Tycoon games are to the PC market what first-person shooters once were: ubiquitous and spread across the quality spectrum.  The genre has spawned great, long lasting games like Railroad Tycoon--the game that gave the genre its identifying word--to Prison Tycoon, a horrible piece of trash that is an obvious money grab and is too expensive at any price.  With that, it is interesting that no one has made a successful “city tycoon” game, where building and managing properties is at the forefront--perhaps SimCity’s presence is so dominant game developers think twice about challenging it. 

 

 

However, Tycoon City is not SimCity.  You do not manage infrastructure and levy taxes, instead you buy and sell properties and businesses, acquiring wealth through applied capitalism.  You expand your businesses through upgrades, and these upgrades affect multiple factors.  Build a bigger storefront sign, and you expand the reach your business has through the city.  Add another employee, and your customers become more satisfied.  Balance is forced upon you because each building can only be upgraded so much, so the player must decide what factor or factors is most important in running each business.  Also, businesses affect nearby resident’s happiness, based on what they want and what they need.  If you place the wrong business in a particular neighborhood, it results in angry residents and a poorly performing business.

What to do: Reproduce the tycoon game review word for word, from "Tycoon games are" up to and including "about challenging it.".

Stored rows:
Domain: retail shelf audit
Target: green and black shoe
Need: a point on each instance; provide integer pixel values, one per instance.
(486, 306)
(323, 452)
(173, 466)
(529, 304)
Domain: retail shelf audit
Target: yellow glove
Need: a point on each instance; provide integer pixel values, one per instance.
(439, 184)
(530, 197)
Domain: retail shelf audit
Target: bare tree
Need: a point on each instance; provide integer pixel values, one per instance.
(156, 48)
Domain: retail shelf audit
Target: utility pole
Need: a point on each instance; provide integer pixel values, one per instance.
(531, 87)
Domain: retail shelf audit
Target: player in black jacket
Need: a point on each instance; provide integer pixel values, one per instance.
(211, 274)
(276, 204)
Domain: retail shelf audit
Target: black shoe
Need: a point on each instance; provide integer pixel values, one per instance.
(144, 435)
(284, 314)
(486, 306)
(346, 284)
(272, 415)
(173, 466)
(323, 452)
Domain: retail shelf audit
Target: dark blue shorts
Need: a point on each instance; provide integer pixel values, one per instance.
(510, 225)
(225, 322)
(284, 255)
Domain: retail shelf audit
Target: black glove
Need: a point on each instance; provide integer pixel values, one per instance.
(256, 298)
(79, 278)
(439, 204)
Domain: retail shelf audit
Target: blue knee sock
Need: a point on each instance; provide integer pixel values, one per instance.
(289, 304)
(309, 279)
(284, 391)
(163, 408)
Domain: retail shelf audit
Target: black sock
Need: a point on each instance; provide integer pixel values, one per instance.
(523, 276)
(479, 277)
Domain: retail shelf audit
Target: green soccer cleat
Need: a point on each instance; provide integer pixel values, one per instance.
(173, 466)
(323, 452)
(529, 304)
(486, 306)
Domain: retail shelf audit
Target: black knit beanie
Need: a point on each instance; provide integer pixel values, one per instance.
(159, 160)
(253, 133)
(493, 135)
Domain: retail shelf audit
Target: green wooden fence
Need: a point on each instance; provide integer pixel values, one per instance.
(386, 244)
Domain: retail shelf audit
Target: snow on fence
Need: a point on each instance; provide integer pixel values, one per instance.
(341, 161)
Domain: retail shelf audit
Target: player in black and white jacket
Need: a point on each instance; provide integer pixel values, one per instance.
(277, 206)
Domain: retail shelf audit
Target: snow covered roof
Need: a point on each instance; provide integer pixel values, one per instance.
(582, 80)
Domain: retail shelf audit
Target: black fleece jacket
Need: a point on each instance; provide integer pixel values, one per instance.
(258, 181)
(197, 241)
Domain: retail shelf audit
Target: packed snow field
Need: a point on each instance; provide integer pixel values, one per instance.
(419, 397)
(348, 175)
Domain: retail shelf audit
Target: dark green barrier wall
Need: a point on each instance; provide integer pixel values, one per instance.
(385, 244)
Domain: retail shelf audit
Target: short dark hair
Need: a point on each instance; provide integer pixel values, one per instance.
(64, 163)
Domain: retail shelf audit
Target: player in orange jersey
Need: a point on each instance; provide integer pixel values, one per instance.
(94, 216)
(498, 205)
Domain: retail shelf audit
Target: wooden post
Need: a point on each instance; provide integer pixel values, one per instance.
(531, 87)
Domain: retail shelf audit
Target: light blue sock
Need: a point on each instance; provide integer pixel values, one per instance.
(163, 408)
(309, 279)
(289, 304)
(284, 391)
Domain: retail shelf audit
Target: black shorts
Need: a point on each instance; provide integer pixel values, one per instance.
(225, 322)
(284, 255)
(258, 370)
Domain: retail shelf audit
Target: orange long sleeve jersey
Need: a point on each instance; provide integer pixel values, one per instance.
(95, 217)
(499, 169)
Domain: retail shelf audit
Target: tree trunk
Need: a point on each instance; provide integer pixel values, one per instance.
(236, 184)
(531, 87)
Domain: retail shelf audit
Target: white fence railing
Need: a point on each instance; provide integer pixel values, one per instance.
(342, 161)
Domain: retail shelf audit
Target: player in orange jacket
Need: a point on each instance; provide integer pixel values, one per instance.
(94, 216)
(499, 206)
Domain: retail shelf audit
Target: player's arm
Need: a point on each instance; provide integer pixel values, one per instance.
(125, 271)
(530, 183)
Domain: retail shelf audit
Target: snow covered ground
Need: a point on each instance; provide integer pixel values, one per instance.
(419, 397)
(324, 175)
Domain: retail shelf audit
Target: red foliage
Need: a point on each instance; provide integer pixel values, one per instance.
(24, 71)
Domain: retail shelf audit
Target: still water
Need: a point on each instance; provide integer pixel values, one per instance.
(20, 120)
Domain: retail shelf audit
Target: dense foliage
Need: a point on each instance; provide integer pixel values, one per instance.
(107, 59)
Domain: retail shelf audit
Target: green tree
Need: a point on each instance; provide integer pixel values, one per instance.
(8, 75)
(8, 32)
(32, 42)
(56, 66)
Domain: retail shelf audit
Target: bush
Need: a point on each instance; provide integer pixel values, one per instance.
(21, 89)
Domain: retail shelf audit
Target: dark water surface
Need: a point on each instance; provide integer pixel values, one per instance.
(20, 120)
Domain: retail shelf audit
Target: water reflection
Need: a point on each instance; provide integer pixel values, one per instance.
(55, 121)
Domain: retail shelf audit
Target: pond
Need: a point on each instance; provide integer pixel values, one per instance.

The solution:
Tycoon games are to the PC market what first-person shooters once were: ubiquitous and spread across the quality spectrum.  The genre has spawned great, long lasting games like Railroad Tycoon--the game that gave the genre its identifying word--to Prison Tycoon, a horrible piece of trash that is an obvious money grab and is too expensive at any price.  With that, it is interesting that no one has made a successful “city tycoon” game, where building and managing properties is at the forefront--perhaps SimCity’s presence is so dominant game developers think twice about challenging it.